● **Data listing**
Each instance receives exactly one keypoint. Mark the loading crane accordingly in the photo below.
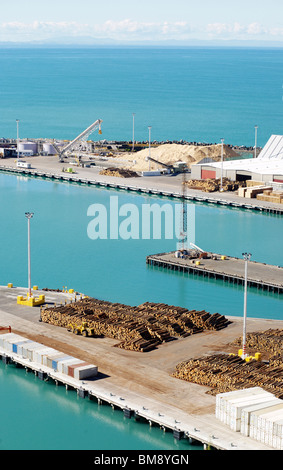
(83, 136)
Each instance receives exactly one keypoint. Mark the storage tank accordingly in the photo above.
(32, 146)
(48, 149)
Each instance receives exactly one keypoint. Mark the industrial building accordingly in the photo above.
(267, 167)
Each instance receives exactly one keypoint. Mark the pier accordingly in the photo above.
(149, 187)
(134, 406)
(179, 407)
(227, 268)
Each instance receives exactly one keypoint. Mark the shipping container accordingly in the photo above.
(39, 354)
(71, 367)
(7, 342)
(85, 372)
(63, 361)
(246, 414)
(66, 364)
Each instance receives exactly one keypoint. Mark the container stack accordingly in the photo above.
(46, 356)
(253, 412)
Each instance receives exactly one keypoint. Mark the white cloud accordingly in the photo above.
(131, 30)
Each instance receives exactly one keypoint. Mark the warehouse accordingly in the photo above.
(267, 167)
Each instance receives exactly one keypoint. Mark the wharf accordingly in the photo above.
(231, 269)
(176, 406)
(146, 185)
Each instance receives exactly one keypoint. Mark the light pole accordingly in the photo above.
(29, 215)
(221, 186)
(149, 132)
(17, 121)
(133, 131)
(256, 127)
(247, 257)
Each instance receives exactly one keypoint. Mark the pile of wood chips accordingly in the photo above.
(225, 372)
(118, 172)
(140, 328)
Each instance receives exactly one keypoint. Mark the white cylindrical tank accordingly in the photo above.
(48, 149)
(28, 146)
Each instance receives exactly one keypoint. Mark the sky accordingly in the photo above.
(132, 21)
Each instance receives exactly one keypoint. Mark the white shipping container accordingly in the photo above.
(38, 356)
(246, 413)
(65, 360)
(22, 345)
(31, 349)
(45, 356)
(8, 342)
(68, 363)
(223, 398)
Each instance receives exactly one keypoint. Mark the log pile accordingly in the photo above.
(139, 328)
(227, 372)
(211, 185)
(119, 172)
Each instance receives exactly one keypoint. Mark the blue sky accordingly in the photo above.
(146, 20)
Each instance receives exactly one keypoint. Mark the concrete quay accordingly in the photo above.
(177, 406)
(165, 185)
(231, 269)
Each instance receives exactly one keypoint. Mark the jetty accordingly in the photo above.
(146, 185)
(227, 268)
(179, 407)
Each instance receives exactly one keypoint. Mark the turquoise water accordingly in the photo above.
(43, 416)
(193, 94)
(188, 93)
(116, 270)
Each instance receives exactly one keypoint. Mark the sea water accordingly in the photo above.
(62, 254)
(194, 94)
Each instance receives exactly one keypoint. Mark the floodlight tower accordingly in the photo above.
(29, 216)
(221, 186)
(17, 121)
(149, 134)
(256, 128)
(247, 257)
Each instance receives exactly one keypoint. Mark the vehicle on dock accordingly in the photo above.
(82, 329)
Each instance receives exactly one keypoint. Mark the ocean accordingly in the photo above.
(190, 94)
(193, 94)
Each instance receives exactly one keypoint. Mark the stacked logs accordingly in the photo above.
(227, 372)
(139, 328)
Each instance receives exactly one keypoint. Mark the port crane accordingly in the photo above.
(83, 136)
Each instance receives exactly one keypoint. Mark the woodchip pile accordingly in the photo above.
(119, 172)
(140, 328)
(224, 372)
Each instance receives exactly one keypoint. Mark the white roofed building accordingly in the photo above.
(267, 167)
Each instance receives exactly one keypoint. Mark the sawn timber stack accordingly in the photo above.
(141, 328)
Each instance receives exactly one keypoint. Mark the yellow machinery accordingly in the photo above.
(82, 329)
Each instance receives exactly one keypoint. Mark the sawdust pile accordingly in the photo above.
(173, 153)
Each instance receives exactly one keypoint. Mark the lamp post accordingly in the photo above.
(247, 257)
(221, 186)
(133, 131)
(17, 121)
(149, 132)
(29, 216)
(256, 127)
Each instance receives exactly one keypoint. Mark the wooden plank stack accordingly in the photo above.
(139, 328)
(225, 372)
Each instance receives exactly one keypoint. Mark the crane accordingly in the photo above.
(82, 136)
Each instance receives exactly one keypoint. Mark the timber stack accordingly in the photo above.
(227, 372)
(140, 328)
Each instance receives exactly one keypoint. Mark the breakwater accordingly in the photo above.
(257, 206)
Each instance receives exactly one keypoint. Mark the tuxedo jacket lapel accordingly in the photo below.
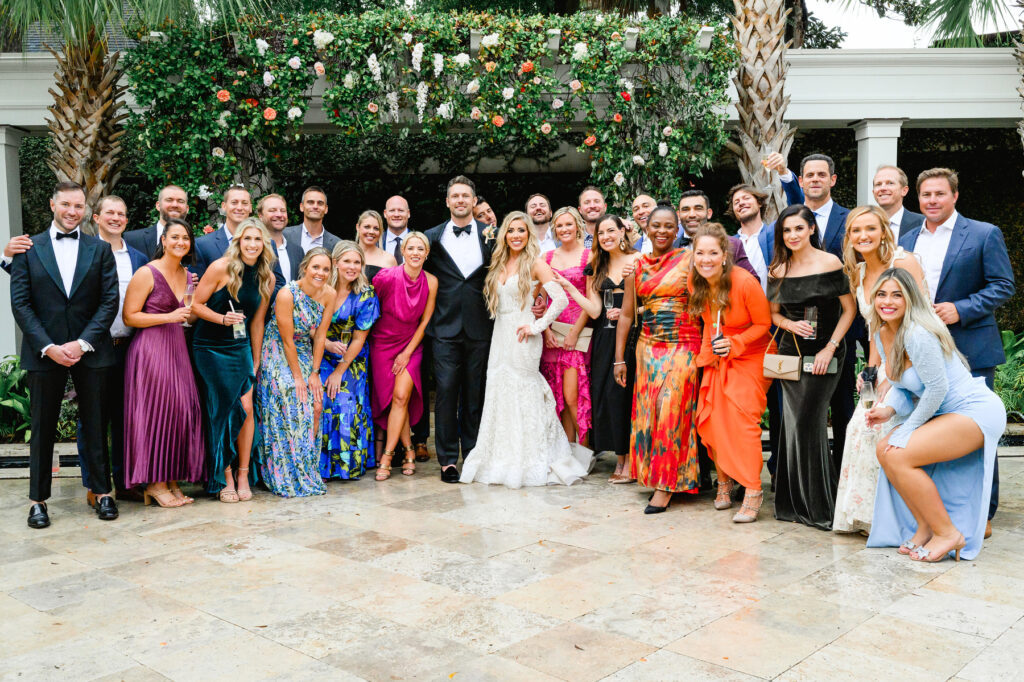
(955, 244)
(45, 251)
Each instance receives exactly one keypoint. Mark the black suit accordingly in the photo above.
(142, 240)
(47, 314)
(460, 332)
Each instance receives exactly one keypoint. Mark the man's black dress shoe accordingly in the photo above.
(38, 518)
(107, 509)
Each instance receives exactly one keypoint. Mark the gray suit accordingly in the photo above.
(294, 235)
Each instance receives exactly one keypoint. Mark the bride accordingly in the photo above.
(521, 440)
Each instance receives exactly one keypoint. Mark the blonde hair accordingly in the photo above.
(919, 312)
(264, 264)
(524, 268)
(887, 247)
(340, 249)
(576, 216)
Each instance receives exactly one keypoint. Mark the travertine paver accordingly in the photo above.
(415, 579)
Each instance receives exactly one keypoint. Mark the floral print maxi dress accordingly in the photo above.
(291, 449)
(347, 425)
(664, 451)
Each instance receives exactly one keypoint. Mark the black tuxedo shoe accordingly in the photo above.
(38, 518)
(107, 509)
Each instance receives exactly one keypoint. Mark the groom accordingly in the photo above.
(460, 329)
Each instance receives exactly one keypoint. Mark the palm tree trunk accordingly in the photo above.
(86, 119)
(760, 32)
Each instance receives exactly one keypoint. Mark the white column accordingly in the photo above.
(10, 224)
(877, 144)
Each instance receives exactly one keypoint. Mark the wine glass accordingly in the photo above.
(609, 302)
(187, 298)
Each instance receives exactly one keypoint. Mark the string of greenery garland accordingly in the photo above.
(212, 111)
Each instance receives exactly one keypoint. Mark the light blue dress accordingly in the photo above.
(940, 385)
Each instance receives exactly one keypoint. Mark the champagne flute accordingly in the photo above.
(187, 298)
(609, 302)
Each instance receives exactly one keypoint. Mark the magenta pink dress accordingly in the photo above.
(163, 420)
(402, 301)
(554, 361)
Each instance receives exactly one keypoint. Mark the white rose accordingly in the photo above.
(322, 39)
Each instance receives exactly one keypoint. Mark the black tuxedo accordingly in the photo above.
(47, 314)
(460, 331)
(142, 240)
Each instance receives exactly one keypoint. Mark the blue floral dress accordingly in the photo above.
(347, 426)
(291, 449)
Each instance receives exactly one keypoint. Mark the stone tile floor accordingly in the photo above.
(414, 579)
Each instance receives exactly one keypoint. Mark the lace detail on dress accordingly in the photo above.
(521, 441)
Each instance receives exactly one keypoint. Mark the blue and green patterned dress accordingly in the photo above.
(347, 425)
(291, 449)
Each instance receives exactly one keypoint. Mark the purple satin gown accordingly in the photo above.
(402, 302)
(163, 419)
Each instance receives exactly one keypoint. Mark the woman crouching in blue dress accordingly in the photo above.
(937, 464)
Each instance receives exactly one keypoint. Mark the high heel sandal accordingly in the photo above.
(724, 498)
(922, 553)
(749, 511)
(384, 471)
(244, 496)
(164, 498)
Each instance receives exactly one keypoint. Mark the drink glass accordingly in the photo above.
(187, 298)
(811, 317)
(609, 302)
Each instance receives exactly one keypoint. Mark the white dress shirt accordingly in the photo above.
(755, 256)
(464, 249)
(894, 222)
(932, 249)
(123, 260)
(308, 242)
(286, 262)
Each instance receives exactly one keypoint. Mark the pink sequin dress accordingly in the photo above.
(554, 361)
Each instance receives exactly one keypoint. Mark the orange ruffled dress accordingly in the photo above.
(732, 395)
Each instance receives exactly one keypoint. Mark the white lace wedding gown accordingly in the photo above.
(521, 441)
(858, 477)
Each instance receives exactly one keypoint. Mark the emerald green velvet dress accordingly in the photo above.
(224, 370)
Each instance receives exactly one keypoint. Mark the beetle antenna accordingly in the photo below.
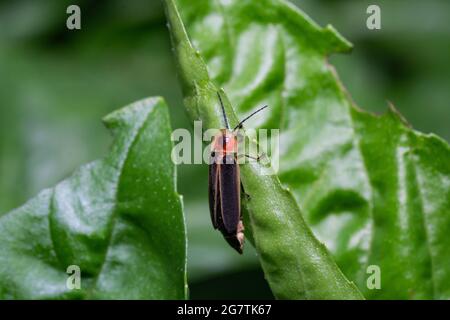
(223, 111)
(239, 126)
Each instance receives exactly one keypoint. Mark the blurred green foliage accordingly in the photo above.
(56, 84)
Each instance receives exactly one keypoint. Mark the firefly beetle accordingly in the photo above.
(225, 183)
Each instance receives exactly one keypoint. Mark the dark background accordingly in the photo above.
(56, 85)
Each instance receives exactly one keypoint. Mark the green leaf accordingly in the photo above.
(374, 191)
(119, 219)
(296, 265)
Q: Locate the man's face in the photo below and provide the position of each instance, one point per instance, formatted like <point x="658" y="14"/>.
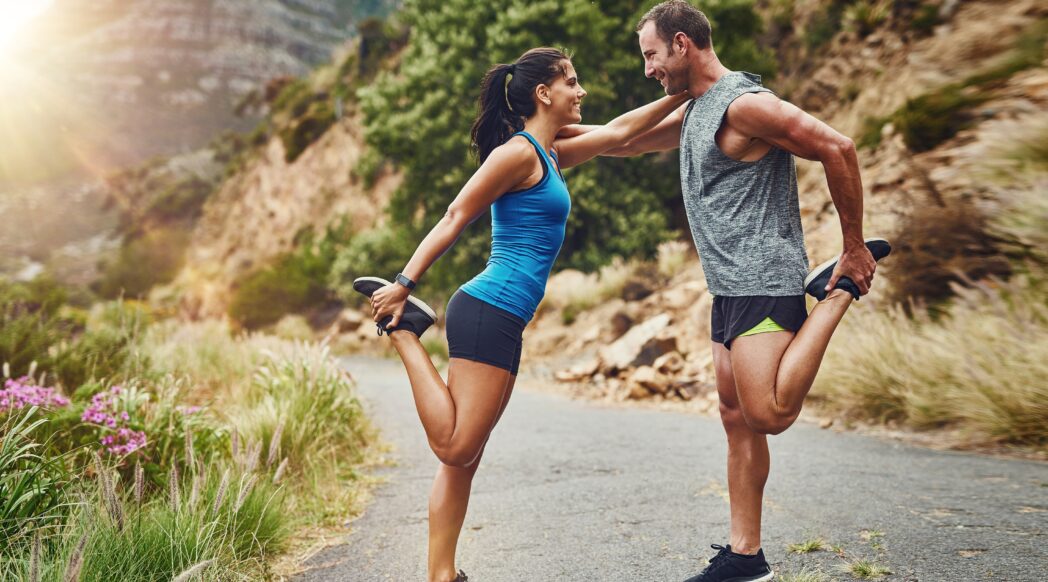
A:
<point x="662" y="61"/>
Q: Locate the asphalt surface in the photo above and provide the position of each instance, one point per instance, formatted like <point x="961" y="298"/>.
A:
<point x="571" y="491"/>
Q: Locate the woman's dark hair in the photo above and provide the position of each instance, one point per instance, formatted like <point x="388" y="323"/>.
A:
<point x="503" y="106"/>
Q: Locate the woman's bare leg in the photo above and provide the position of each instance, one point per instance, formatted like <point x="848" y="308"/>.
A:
<point x="448" y="505"/>
<point x="458" y="415"/>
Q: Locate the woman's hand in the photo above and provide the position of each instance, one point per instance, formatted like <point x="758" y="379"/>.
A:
<point x="390" y="301"/>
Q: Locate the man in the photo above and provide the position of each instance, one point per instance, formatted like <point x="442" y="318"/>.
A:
<point x="737" y="145"/>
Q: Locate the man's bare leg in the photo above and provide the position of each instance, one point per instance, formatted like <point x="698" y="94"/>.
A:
<point x="747" y="460"/>
<point x="774" y="371"/>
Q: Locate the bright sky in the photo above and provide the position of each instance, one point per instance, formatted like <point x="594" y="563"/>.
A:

● **What you should do**
Every line from the one holding "Q: Locate the woman's hand" through the last line of the listing above should be set down exactly, and nothing more.

● **Output of the exercise**
Q: Locate the woman's hand in the photo above and provide the position of each instance, one point per instance, formatted like <point x="758" y="379"/>.
A:
<point x="390" y="301"/>
Q: Locate the man in the photo above and provide the position of each instance, one point per instance, formatted like <point x="442" y="318"/>.
A:
<point x="737" y="145"/>
Q: Locate the man's bare leg in the photo above and provide the position of each instance, one point per instance, formatted like <point x="698" y="94"/>.
A:
<point x="747" y="460"/>
<point x="774" y="371"/>
Q: Locate the bright sky in the photo above and provide the position of each instance, one point per instance, formatted like <point x="594" y="563"/>.
A:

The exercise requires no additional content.